Using the Real-time WordCount Streaming text, answer each question:
(a) How many partitions is the wordcount-input topic created with?
(b) What value does the job configuration give for execution.checkpointing.interval?
(c) How many replicas are set for the taskManager?

§ **QUOTED TEXT**:
———
Real-time WordCount Streaming

Classic streaming example with Kafka source and real-time word count aggregation using Apache Flink.

Overview

This example demonstrates a complete real-time streaming pipeline:

Reading text data from Kafka topics
Processing and counting words in real-time
Writing results to output sinks
Monitoring streaming metrics and performance

Prerequisites

Flink on EKS infrastructure deployed
Kafka cluster running
Basic understanding of Flink streaming concepts

Architecture

Kafka Setup

Create Input Topic

# Create topic for input text
kubectl exec -n kafka my-cluster-kafka-0 -- \
  bin/kafka-topics.sh --bootstrap-server localhost:9092 \
  --create --topic wordcount-input --partitions 4 --replication-factor 3

# Create topic for output results
kubectl exec -n kafka my-cluster-kafka-0 -- \
  bin/kafka-topics.sh --bootstrap-server localhost:9092 \
  --create --topic wordcount-output --partitions 4 --replication-factor 3

Verify Topics

# List all topics
kubectl exec -n kafka my-cluster-kafka-0 -- \
  bin/kafka-topics.sh --bootstrap-server localhost:9092 --list

Flink WordCount Job

Job Configuration

apiVersion: flink.apache.org/v1beta1
kind: FlinkDeployment
metadata:
  name: wordcount-streaming
  namespace: flink-operator
spec:
  image: flink:1.18-java11
  flinkVersion: v1_18

  flinkConfiguration:
    # Checkpointing configuration
    execution.checkpointing.interval: 30000
    execution.checkpointing.mode: EXACTLY_ONCE
    state.backend: rocksdb
    state.checkpoints.dir: s3://your-bucket/checkpoints/wordcount

    # Kafka configuration
    kafka.bootstrap.servers: my-cluster-kafka-bootstrap.kafka.svc.cluster.local:9092

  serviceAccount: flink-service-account

  jobManager:
    replicas: 1
    resource:
      memory: "2048m"
      cpu: 1

  taskManager:
    replicas: 2
    resource:
      memory: "2048m"
      cpu: 1

  job:
    jarURI: local:///opt/flink/examples/streaming/WordCount.jar
    entryClass: org.apache.flink.streaming.examples.wordcount.WordCount
    args:
      - "--input"
      - "kafka"
      - "--kafka.bootstrap.servers"
      - "my-cluster-kafka-bootstrap.kafka.svc.cluster.local:9092"
      - "--kafka.topic"
      - "wordcount-input"
      - "--output"
      - "kafka"
      - "--kafka.output.topic"
      - "wordcount-output"

Custom WordCount Application

// WordCountStreaming.java
public class WordCountStreaming {

    public static void main(String[] args) throws Exception {

        StreamExecutionEnvironment env = StreamExecutionEnvironment.getExecutionEnvironment();

        // Configure checkpointing
        env.enableCheckpointing(30000);
        env.getCheckpointConfig().setCheckpointingMode(CheckpointingMode.EXACTLY_ONCE);

        // Kafka source configuration
        KafkaSource<String> source = KafkaSource.<String>builder()
———
§ **PROVIDED RECORDS**:
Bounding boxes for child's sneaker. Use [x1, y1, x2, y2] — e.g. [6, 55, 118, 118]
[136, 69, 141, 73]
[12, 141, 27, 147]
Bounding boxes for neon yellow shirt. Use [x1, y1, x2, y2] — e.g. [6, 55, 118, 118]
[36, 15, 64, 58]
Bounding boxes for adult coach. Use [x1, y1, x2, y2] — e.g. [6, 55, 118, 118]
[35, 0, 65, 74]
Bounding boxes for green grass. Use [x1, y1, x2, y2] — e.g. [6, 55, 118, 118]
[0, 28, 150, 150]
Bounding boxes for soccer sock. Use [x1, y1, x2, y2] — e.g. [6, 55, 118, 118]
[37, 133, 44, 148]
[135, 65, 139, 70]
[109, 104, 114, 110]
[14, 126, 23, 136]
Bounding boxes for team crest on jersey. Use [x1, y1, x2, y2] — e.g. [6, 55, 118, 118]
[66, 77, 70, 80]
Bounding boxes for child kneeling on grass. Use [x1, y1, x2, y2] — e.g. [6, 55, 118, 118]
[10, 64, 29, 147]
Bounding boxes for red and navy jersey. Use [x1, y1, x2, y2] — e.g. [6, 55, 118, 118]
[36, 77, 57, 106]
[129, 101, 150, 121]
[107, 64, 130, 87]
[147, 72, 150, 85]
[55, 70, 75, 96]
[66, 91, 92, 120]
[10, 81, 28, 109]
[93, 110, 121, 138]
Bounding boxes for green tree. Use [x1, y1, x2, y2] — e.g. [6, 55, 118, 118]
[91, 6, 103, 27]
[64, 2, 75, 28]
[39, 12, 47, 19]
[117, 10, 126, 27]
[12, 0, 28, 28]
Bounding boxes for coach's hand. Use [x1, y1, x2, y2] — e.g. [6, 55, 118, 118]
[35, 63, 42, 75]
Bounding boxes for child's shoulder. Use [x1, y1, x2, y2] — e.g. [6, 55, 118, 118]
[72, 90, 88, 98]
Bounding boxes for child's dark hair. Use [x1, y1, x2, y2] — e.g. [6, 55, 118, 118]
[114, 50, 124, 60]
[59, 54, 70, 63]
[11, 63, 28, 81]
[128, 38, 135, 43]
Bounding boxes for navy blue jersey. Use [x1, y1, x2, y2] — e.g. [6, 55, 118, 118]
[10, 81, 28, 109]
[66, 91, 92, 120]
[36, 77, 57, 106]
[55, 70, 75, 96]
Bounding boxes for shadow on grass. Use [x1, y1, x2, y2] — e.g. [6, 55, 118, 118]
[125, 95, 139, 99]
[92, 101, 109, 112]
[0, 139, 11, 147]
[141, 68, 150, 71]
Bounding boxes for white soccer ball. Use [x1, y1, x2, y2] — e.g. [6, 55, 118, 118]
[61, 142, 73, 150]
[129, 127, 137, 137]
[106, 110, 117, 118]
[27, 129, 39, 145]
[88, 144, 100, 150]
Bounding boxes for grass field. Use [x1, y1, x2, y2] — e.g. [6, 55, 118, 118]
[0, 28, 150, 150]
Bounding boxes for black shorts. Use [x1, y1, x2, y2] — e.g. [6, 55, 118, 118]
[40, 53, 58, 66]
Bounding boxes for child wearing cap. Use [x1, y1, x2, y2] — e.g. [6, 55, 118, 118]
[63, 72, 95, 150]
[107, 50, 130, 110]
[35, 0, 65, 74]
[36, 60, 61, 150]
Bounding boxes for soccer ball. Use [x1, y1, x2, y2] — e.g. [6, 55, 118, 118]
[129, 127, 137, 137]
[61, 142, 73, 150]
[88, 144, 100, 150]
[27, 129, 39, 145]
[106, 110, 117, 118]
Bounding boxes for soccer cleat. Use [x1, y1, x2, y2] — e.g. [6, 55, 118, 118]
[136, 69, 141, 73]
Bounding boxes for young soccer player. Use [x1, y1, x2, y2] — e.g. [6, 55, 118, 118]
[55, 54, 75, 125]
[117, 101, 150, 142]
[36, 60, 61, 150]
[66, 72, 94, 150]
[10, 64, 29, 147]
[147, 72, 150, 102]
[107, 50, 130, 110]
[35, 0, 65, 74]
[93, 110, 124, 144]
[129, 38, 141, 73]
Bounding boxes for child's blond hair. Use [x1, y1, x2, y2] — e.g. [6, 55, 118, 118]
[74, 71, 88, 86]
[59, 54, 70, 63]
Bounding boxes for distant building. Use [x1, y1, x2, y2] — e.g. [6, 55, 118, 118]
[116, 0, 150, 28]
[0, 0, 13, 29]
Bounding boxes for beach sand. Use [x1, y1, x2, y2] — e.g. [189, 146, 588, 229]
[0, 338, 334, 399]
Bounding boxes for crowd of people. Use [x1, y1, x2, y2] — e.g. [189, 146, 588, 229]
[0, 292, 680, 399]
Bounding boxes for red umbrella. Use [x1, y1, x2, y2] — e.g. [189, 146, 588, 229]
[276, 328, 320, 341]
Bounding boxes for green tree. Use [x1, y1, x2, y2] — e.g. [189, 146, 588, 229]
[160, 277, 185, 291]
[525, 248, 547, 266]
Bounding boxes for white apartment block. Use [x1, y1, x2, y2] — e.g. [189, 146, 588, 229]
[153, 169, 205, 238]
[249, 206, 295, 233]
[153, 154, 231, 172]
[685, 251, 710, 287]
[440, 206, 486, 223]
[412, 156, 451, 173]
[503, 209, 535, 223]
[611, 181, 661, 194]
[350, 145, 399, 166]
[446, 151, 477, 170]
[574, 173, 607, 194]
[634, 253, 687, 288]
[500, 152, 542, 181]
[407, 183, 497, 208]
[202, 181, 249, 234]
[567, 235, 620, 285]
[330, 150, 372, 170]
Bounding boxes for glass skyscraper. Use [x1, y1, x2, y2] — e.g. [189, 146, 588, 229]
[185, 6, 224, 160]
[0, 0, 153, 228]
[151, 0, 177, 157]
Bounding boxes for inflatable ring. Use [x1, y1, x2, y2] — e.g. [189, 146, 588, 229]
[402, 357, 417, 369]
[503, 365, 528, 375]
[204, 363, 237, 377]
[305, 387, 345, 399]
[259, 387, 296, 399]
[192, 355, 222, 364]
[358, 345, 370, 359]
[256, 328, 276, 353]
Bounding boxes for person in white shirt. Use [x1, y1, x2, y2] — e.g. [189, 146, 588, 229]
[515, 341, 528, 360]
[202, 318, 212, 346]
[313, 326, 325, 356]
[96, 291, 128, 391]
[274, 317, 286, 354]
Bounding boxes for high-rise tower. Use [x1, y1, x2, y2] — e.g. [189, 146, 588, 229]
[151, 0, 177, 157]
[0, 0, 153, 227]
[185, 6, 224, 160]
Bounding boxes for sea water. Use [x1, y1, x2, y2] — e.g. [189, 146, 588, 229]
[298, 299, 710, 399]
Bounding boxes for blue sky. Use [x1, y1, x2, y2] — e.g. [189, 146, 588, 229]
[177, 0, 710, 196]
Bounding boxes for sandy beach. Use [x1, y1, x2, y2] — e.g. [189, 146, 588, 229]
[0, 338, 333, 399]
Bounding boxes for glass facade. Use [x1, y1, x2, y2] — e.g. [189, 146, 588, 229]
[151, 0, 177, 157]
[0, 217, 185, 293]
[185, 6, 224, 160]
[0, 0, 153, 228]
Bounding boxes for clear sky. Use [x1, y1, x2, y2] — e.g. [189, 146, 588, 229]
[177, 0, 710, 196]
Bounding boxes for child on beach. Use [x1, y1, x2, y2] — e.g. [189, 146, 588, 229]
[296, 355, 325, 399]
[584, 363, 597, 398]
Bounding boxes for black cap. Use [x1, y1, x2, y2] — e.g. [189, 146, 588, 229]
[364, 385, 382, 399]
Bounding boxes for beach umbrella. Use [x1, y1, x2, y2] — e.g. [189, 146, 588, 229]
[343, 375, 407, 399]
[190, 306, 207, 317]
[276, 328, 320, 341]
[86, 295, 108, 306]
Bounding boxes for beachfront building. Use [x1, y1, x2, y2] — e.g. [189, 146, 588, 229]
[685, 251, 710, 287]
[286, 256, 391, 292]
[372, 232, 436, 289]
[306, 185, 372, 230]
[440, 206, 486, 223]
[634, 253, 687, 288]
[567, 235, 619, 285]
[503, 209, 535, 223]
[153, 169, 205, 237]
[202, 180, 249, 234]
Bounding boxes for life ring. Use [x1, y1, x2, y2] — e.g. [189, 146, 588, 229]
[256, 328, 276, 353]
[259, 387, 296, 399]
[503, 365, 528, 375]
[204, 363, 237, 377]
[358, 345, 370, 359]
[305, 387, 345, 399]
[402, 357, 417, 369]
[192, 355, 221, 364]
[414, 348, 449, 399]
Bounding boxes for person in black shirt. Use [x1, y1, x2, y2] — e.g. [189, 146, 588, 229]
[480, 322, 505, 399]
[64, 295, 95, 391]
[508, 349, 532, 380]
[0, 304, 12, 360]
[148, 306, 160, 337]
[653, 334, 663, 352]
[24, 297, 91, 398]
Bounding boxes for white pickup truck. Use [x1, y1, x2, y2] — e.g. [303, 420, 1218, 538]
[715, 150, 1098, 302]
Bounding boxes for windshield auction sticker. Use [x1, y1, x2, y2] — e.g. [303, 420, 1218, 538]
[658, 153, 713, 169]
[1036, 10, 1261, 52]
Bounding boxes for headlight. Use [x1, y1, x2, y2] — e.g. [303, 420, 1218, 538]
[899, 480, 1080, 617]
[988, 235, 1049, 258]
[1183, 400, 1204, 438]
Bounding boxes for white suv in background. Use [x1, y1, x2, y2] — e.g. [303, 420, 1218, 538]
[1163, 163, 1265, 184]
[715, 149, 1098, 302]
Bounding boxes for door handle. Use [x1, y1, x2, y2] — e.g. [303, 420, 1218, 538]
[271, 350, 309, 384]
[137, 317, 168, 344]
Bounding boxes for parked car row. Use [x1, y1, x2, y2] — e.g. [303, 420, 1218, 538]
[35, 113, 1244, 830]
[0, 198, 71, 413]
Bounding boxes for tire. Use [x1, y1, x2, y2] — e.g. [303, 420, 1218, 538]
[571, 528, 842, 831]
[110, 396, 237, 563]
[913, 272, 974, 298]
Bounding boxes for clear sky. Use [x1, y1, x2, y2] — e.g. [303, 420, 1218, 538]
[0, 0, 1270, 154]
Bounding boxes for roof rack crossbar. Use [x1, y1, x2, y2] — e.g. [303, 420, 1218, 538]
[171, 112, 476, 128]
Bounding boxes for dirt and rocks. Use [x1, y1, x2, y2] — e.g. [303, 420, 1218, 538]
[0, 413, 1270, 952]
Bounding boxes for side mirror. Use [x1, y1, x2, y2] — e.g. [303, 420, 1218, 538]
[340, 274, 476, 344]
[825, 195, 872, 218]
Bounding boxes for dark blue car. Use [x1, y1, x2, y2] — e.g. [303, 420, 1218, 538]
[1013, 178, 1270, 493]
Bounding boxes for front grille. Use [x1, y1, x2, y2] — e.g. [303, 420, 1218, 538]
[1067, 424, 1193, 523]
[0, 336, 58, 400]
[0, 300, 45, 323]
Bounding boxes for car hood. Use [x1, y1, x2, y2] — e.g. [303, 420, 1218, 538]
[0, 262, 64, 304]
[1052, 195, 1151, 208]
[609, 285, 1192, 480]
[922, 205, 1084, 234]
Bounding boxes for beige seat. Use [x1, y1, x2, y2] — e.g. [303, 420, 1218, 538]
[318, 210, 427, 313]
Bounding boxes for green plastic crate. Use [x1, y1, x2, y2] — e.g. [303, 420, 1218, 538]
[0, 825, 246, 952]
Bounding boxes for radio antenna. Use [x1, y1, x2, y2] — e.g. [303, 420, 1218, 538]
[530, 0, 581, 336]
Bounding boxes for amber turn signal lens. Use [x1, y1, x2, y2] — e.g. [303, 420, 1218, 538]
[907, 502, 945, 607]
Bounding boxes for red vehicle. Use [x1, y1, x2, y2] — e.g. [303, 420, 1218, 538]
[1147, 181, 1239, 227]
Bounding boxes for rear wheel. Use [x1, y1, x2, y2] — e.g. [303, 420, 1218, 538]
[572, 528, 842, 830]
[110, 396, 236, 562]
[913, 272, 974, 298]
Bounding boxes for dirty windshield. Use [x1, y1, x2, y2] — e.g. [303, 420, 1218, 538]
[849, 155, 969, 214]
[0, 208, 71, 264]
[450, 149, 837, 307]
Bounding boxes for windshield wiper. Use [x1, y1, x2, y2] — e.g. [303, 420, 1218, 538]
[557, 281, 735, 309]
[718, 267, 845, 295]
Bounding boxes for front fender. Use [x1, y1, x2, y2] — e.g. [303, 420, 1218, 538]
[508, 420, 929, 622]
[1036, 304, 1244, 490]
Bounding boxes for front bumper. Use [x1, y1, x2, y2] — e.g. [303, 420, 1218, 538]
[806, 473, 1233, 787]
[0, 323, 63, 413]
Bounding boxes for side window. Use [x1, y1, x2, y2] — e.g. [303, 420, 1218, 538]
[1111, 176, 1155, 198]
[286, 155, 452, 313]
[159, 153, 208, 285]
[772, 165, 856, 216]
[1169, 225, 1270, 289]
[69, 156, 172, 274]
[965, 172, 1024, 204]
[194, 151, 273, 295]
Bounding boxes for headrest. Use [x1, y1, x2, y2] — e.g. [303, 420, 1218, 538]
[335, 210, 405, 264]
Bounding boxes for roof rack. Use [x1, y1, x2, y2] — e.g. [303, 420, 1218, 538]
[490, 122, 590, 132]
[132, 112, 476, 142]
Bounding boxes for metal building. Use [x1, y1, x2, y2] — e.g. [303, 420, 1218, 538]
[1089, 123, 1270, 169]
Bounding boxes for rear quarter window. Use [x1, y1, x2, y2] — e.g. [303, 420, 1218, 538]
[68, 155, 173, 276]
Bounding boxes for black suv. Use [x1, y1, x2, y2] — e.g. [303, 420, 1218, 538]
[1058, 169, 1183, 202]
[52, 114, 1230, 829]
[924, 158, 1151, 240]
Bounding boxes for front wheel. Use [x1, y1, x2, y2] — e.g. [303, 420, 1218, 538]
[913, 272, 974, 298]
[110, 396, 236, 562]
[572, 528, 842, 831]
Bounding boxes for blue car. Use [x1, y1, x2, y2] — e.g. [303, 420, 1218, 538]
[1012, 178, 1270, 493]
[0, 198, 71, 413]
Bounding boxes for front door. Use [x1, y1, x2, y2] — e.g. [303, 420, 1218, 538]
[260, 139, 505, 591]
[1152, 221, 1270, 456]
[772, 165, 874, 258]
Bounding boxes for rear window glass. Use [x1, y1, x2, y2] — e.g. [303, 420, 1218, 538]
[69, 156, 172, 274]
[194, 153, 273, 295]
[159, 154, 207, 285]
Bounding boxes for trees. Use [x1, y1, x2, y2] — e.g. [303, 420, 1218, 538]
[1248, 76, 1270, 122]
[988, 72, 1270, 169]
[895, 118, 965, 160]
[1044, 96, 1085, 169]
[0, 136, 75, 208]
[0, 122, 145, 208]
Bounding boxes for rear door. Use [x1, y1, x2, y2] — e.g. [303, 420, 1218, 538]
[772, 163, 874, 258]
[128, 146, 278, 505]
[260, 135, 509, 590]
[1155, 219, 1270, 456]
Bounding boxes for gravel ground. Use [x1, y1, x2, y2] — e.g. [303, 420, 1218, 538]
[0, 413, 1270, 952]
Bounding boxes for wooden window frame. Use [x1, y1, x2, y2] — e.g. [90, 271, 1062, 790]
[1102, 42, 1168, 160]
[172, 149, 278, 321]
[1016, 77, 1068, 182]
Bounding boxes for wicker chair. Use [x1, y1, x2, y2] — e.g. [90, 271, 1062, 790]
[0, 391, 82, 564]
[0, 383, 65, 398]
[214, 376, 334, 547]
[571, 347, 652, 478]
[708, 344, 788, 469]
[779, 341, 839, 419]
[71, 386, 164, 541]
———
§ **PROBLEM SOLUTION**:
(a) 4
(b) 30000
(c) 2